- [What is asked]:
In the data below, swap every "keypoint" for "marker" and leave all other text unchanged.

- [Input]:

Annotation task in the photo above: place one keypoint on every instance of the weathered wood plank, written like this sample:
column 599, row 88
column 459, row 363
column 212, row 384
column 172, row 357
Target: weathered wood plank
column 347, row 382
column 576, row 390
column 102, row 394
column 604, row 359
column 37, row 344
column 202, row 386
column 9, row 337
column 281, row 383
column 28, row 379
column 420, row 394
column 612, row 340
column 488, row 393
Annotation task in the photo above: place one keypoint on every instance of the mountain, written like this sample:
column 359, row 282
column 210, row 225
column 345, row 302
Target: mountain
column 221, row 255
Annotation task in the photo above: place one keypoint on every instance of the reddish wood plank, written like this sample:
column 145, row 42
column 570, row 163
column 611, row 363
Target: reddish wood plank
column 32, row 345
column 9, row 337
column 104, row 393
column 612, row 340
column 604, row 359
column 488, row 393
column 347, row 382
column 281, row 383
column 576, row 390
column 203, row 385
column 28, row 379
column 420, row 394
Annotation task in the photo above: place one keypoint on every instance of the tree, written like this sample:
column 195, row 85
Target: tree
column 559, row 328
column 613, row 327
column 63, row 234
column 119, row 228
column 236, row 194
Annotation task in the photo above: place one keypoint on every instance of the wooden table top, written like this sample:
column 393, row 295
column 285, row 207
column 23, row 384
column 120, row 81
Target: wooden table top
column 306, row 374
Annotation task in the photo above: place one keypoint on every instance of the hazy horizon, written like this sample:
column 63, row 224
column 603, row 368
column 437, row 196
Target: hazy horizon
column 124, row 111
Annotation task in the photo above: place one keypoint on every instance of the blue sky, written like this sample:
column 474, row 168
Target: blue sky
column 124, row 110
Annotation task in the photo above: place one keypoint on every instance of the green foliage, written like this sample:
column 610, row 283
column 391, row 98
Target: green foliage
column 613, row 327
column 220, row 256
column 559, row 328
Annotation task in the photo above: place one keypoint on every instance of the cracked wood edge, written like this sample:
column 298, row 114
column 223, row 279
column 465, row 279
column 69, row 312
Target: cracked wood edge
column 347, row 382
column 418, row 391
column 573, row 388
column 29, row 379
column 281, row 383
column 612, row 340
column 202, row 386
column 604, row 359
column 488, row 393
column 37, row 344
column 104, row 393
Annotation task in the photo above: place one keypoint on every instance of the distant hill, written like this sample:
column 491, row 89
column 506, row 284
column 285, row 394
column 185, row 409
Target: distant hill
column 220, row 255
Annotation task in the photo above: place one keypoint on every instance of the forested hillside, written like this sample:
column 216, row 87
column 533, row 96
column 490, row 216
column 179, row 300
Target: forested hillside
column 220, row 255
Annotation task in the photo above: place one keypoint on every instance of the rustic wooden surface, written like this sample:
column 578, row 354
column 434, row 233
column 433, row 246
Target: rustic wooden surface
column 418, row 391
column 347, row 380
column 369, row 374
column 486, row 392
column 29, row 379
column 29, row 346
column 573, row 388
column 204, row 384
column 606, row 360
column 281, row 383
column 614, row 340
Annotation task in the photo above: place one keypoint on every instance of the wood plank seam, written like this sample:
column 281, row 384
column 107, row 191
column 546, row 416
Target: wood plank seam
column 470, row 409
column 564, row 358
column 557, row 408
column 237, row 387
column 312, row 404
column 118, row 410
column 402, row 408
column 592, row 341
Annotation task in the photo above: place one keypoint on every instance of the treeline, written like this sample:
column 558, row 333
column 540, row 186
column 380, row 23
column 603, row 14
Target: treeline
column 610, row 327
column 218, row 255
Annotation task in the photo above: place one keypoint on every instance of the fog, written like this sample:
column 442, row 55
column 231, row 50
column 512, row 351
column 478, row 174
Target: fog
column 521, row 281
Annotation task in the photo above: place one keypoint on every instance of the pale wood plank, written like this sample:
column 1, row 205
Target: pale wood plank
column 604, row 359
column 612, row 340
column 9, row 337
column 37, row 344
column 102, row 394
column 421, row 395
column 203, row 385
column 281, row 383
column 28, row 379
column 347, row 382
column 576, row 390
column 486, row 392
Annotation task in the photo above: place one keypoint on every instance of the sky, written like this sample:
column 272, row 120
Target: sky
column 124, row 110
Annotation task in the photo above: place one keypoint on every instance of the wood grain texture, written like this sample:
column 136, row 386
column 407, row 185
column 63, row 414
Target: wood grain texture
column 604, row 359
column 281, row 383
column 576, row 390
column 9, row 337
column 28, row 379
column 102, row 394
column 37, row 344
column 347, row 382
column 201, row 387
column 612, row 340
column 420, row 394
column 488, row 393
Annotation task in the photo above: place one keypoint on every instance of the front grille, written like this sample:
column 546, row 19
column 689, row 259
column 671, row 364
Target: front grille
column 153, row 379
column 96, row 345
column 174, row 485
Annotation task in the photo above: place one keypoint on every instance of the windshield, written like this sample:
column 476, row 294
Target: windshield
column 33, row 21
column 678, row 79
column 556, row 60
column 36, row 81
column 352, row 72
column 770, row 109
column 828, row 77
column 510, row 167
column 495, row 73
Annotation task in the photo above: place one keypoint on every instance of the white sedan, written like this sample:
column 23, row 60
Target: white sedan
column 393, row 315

- [Full solution]:
Annotation task in the photo above: place one marker on every instance of the weathered wood plank, written like this sample:
column 599, row 88
column 459, row 363
column 212, row 384
column 172, row 357
Target: weathered wood plank
column 347, row 382
column 576, row 390
column 102, row 394
column 604, row 359
column 37, row 344
column 202, row 386
column 9, row 337
column 281, row 383
column 28, row 379
column 420, row 394
column 612, row 340
column 488, row 393
Annotation task in the photo above: place one marker on every instance of the mountain, written like this sample:
column 359, row 282
column 210, row 225
column 345, row 302
Target: mountain
column 221, row 255
Annotation task in the photo above: place one marker on every instance of the reddish wood plank, written like this sample:
column 145, row 42
column 570, row 163
column 611, row 363
Target: reddish wood plank
column 32, row 345
column 9, row 337
column 104, row 393
column 612, row 340
column 604, row 359
column 488, row 393
column 347, row 382
column 281, row 383
column 576, row 390
column 203, row 385
column 28, row 379
column 420, row 394
Annotation task in the photo above: place one marker on every instance of the tree, written like this sample:
column 195, row 85
Target: tree
column 559, row 328
column 613, row 327
column 63, row 234
column 119, row 228
column 236, row 194
Annotation task in the photo above: place one marker on every instance of the wooden table top, written like this sample:
column 393, row 295
column 285, row 207
column 23, row 384
column 120, row 81
Target: wooden table top
column 306, row 374
Annotation task in the photo above: place one marker on every instance of the hazy horizon, written like this sample:
column 63, row 224
column 603, row 368
column 437, row 196
Target: hazy horizon
column 124, row 111
Annotation task in the photo above: place one marker on every instance of the blue sky, written like this sample:
column 474, row 168
Target: blue sky
column 124, row 110
Annotation task in the photo above: place one marker on every instance of the green foliage, written like this sample:
column 610, row 283
column 391, row 98
Target: green foliage
column 613, row 327
column 220, row 256
column 559, row 328
Annotation task in the photo above: place one marker on every instance of the cracked wood edge, written like this sample:
column 298, row 114
column 223, row 279
column 465, row 279
column 69, row 312
Target: cracked wood edge
column 347, row 382
column 418, row 391
column 573, row 388
column 29, row 379
column 281, row 383
column 612, row 340
column 202, row 386
column 604, row 359
column 488, row 393
column 37, row 344
column 104, row 393
Annotation task in the photo above: place one marker on every instance of the distant hill, written like this sample:
column 491, row 89
column 506, row 284
column 285, row 394
column 185, row 409
Target: distant hill
column 220, row 255
Annotation task in the photo above: place one marker on every instance of the forested hillside, written like this sample:
column 216, row 87
column 533, row 96
column 490, row 216
column 179, row 300
Target: forested hillside
column 220, row 255
Annotation task in the photo above: place one marker on every instance of the rustic wooden surface, written like this sample:
column 578, row 354
column 434, row 233
column 433, row 246
Target: rustic wooden surface
column 418, row 391
column 347, row 380
column 369, row 374
column 486, row 392
column 29, row 379
column 29, row 346
column 573, row 388
column 204, row 384
column 606, row 360
column 281, row 383
column 614, row 340
Annotation task in the photo above: place one marker on every instance of the wood plank seam, written like this sample:
column 281, row 384
column 107, row 191
column 546, row 416
Target: wood plank seam
column 470, row 409
column 564, row 358
column 557, row 408
column 237, row 387
column 312, row 404
column 118, row 410
column 402, row 408
column 592, row 341
Annotation task in the photo above: place one marker on every instance of the treeline, written like this sample:
column 558, row 333
column 540, row 186
column 380, row 23
column 603, row 14
Target: treeline
column 610, row 327
column 218, row 255
Annotation task in the photo above: place one marker on every instance of the fog, written like this sample:
column 442, row 55
column 231, row 50
column 512, row 351
column 478, row 174
Target: fog
column 521, row 281
Annotation task in the photo above: place one marker on every instance of the pale wood plank, written like this sample:
column 1, row 205
Target: pale wood plank
column 604, row 359
column 612, row 340
column 9, row 337
column 37, row 344
column 102, row 394
column 421, row 395
column 203, row 385
column 281, row 383
column 28, row 379
column 347, row 382
column 576, row 390
column 486, row 392
Annotation task in the photo above: place one marker on every instance of the sky, written like this sample:
column 272, row 120
Target: sky
column 124, row 110
Annotation task in the photo above: place one marker on every instance of the wood grain texture, written like this sample:
column 136, row 386
column 407, row 185
column 63, row 414
Target: wood grain texture
column 604, row 359
column 281, row 383
column 576, row 390
column 9, row 337
column 28, row 379
column 102, row 394
column 37, row 344
column 347, row 382
column 201, row 387
column 612, row 340
column 420, row 394
column 488, row 393
Annotation task in the photo above: place one marker on every instance of the front grille, written like this sample:
column 546, row 19
column 689, row 259
column 671, row 364
Target: front grille
column 153, row 379
column 96, row 345
column 174, row 485
Annotation task in the photo above: place one marker on every instance of the windshield, written like this sample:
column 476, row 294
Target: windshield
column 33, row 21
column 678, row 79
column 556, row 60
column 36, row 81
column 352, row 72
column 770, row 109
column 828, row 77
column 510, row 167
column 495, row 73
Annotation task in the photo above: place one marker on every instance of the white sedan, written like this sample:
column 23, row 60
Target: white sedan
column 393, row 315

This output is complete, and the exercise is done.